# Exercise goal
In the material below, reproduce verbatim every line from the one containing "Output the target's" up to and including the one containing "1322L985 1308L778 1314L756", and nothing else.

# Information given
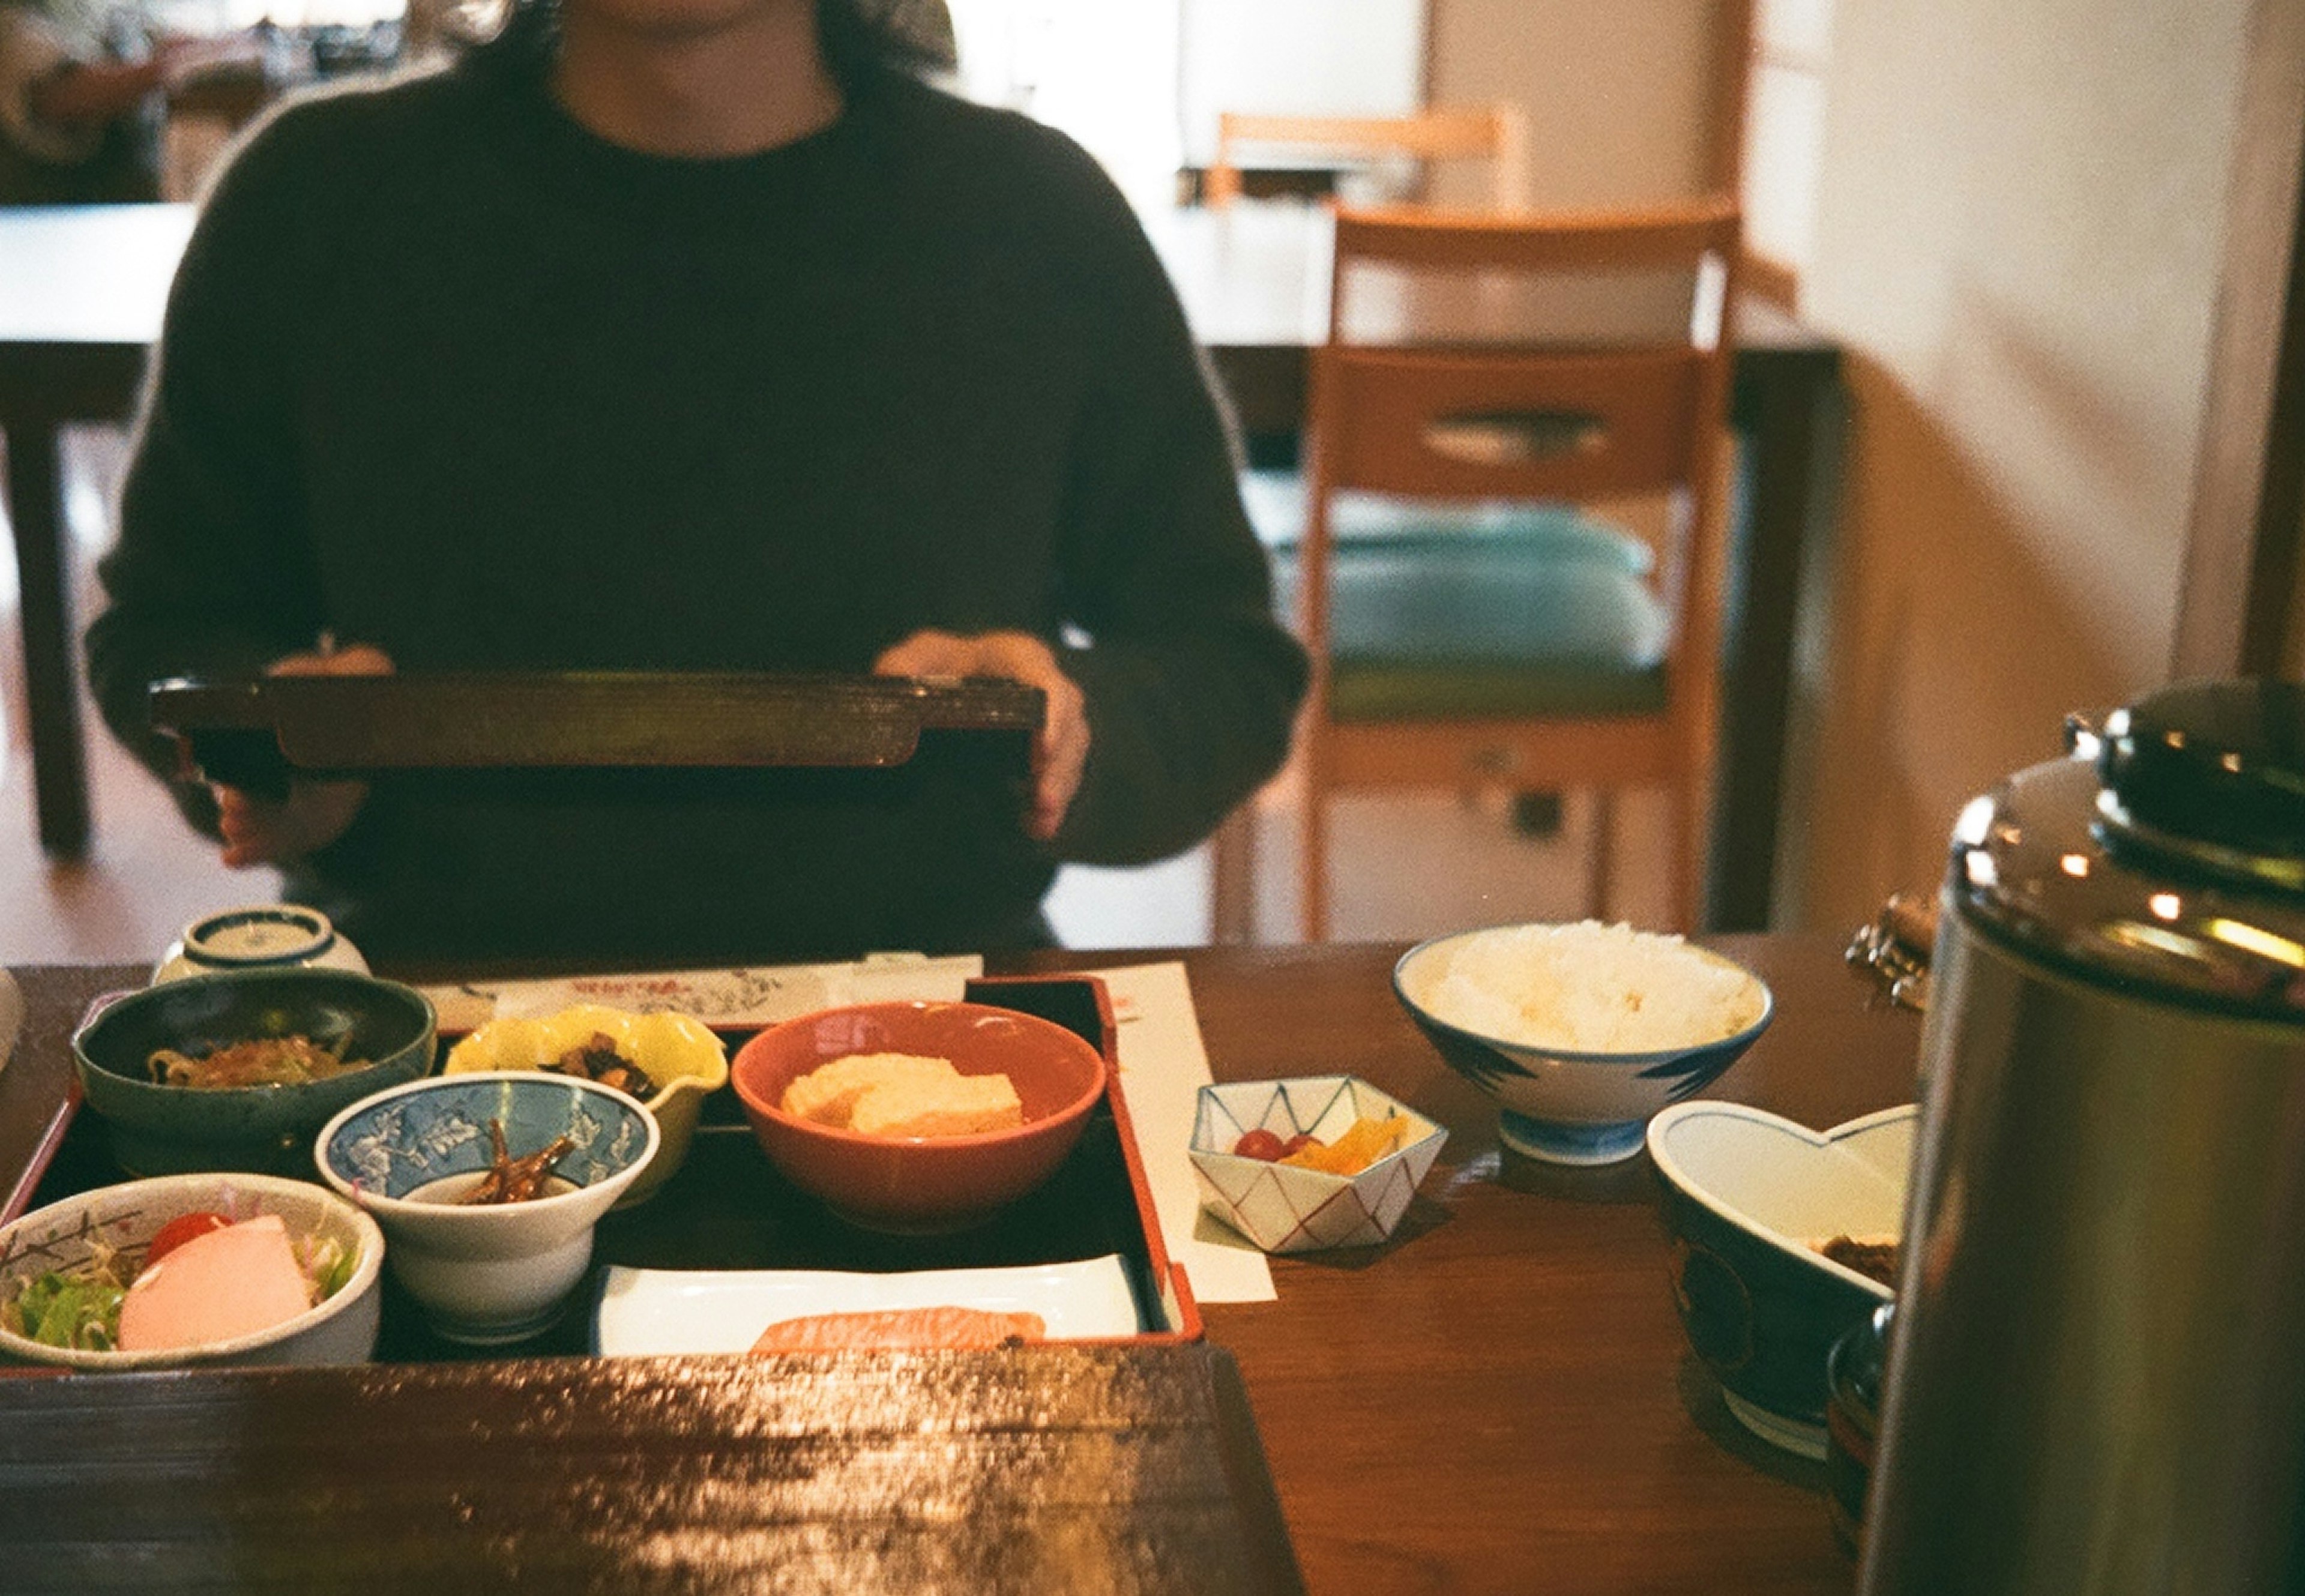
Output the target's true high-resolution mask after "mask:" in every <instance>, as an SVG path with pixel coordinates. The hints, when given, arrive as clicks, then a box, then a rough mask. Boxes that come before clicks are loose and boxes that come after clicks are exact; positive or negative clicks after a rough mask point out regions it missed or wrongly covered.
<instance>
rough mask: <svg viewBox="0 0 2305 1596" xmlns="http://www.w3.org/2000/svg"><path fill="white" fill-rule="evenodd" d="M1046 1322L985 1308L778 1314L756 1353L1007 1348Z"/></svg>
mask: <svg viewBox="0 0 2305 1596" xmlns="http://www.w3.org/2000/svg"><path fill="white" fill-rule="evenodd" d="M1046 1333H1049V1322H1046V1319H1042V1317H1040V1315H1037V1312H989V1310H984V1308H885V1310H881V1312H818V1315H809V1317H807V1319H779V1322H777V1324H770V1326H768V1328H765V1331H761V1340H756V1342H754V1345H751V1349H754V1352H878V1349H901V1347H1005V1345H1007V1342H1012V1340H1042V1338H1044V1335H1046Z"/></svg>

==

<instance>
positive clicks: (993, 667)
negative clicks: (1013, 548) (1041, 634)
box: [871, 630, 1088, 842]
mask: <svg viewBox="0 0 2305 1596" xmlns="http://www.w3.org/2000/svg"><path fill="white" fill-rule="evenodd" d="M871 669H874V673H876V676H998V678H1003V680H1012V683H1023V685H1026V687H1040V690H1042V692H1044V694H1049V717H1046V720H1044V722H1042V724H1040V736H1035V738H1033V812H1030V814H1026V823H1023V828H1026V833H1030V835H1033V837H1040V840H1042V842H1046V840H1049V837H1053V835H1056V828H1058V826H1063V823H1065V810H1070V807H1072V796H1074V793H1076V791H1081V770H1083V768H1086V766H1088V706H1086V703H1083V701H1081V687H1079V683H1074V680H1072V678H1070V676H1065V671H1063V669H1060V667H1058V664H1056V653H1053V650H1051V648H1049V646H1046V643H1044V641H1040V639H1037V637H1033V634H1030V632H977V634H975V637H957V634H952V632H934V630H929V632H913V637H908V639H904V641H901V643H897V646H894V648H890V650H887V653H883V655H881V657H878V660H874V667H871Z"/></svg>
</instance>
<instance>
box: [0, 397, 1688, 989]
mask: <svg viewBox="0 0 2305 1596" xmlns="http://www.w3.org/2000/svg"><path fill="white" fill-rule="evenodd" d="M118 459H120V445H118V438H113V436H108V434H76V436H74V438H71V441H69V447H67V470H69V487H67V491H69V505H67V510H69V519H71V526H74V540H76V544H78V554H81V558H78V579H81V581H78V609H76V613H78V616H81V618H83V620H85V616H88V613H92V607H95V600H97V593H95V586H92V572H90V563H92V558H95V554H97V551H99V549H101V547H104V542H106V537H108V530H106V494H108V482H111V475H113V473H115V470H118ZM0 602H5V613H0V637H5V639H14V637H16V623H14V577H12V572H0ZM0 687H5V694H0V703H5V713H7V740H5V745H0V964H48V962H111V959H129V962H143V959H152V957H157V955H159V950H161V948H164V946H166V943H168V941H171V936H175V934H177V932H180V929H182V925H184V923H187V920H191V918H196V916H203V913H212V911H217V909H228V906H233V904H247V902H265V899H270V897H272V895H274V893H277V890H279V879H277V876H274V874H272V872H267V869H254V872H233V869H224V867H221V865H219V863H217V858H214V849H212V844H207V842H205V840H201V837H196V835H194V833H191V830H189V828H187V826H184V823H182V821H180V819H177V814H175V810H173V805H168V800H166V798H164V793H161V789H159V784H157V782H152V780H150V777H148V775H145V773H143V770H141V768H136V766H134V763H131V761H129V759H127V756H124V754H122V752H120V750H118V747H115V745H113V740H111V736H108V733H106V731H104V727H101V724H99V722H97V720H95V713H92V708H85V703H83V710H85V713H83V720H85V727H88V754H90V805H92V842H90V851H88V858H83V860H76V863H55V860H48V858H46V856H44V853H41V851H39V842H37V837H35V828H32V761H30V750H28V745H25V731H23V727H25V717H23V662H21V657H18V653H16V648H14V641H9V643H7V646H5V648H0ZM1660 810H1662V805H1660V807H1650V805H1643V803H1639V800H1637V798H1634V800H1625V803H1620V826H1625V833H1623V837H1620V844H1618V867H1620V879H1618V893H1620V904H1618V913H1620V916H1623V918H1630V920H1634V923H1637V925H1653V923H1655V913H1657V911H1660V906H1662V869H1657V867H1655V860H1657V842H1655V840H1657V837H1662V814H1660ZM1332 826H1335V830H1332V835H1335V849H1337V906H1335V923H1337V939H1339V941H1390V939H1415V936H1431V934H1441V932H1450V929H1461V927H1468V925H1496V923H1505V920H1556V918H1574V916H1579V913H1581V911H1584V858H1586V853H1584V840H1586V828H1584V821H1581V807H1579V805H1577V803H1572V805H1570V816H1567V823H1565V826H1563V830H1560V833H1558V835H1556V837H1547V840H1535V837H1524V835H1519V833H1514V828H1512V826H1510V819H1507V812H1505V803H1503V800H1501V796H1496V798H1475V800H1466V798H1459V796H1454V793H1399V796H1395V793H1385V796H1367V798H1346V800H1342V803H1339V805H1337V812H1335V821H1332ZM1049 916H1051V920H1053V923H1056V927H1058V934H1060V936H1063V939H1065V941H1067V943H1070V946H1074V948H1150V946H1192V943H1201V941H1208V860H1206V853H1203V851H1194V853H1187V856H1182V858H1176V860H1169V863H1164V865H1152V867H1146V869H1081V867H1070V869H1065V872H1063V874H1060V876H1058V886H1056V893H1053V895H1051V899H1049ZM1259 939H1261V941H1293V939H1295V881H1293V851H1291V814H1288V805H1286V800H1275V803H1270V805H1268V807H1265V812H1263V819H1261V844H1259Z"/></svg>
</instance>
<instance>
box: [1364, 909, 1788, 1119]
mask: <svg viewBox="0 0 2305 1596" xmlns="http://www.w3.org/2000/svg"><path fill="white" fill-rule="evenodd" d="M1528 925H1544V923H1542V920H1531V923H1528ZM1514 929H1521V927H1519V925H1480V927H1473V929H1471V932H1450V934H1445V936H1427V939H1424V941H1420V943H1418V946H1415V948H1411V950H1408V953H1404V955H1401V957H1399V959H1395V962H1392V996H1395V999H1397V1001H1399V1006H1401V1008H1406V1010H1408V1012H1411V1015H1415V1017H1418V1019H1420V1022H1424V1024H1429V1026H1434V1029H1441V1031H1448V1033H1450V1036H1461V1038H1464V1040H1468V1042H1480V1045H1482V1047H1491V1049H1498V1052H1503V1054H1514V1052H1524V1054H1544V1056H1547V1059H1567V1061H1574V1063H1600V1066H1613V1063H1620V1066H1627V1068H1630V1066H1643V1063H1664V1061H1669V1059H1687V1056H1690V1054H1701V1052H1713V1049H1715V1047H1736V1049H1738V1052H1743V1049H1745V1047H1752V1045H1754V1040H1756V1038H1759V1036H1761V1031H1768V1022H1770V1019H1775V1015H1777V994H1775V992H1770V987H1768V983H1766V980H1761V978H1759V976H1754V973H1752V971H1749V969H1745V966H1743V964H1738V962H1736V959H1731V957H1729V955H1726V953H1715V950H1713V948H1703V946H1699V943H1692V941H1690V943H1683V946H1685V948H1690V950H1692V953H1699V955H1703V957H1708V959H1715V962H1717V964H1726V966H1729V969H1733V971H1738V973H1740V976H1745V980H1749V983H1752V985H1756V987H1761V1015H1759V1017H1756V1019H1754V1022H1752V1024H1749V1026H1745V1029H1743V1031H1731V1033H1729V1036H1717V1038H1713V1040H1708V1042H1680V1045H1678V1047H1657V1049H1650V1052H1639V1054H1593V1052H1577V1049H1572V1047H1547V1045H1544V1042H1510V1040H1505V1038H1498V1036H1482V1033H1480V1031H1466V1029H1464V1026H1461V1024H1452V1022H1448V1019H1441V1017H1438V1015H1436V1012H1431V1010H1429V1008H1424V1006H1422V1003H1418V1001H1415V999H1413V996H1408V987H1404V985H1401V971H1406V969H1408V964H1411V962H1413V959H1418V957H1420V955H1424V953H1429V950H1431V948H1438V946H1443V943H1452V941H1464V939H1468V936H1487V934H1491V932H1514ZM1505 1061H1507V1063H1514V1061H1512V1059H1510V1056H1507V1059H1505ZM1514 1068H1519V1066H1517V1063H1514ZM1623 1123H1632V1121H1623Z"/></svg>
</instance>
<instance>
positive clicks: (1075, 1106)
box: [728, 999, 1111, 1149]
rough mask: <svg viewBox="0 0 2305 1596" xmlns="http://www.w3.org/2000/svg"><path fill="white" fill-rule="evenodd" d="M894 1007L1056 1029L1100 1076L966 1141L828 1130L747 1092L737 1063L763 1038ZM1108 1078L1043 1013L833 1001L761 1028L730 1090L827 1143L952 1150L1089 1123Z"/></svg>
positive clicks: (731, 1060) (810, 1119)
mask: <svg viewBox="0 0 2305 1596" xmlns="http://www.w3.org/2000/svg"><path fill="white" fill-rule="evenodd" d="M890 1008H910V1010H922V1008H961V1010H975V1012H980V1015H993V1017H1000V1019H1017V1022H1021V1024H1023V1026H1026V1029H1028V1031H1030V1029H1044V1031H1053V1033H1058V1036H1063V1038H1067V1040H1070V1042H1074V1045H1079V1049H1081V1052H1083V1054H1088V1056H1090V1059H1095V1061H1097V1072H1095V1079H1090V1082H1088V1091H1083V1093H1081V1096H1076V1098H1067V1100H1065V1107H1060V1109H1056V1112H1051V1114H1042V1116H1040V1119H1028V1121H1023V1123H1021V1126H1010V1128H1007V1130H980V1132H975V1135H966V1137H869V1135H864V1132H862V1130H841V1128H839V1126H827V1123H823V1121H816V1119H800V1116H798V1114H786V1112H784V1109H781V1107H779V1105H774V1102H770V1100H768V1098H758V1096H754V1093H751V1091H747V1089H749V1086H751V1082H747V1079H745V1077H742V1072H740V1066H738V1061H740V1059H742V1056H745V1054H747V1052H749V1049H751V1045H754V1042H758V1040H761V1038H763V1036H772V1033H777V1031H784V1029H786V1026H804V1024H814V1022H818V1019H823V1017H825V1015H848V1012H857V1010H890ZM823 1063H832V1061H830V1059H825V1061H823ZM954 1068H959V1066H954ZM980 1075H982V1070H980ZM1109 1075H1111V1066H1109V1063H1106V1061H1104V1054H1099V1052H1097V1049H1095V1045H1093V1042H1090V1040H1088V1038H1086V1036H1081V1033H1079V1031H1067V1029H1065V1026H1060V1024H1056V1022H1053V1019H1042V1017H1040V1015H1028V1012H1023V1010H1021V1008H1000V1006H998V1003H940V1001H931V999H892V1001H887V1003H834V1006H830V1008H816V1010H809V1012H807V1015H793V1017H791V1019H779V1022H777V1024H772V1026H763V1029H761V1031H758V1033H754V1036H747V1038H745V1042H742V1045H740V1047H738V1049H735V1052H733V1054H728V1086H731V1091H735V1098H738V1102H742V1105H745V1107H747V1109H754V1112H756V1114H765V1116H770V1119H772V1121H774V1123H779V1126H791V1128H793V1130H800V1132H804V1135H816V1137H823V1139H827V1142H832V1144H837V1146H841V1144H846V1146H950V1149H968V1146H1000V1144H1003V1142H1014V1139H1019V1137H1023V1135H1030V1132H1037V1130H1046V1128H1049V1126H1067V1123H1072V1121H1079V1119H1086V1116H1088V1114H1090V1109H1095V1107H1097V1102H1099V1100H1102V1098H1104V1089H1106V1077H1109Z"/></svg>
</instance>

# Worked solution
Output the target's true high-resolution mask after "mask:" in every <instance>, as an SVG path with pixel coordinates. The hints, when given, arrive as clicks, then a box, then a rough mask. Boxes that come before clicks are loose and boxes that come after clicks are exact; positive or negative clicks after a rough mask point out regions it missed or wrongly covered.
<instance>
rough mask: <svg viewBox="0 0 2305 1596" xmlns="http://www.w3.org/2000/svg"><path fill="white" fill-rule="evenodd" d="M1046 1322L985 1308L778 1314L756 1353L1007 1348Z"/></svg>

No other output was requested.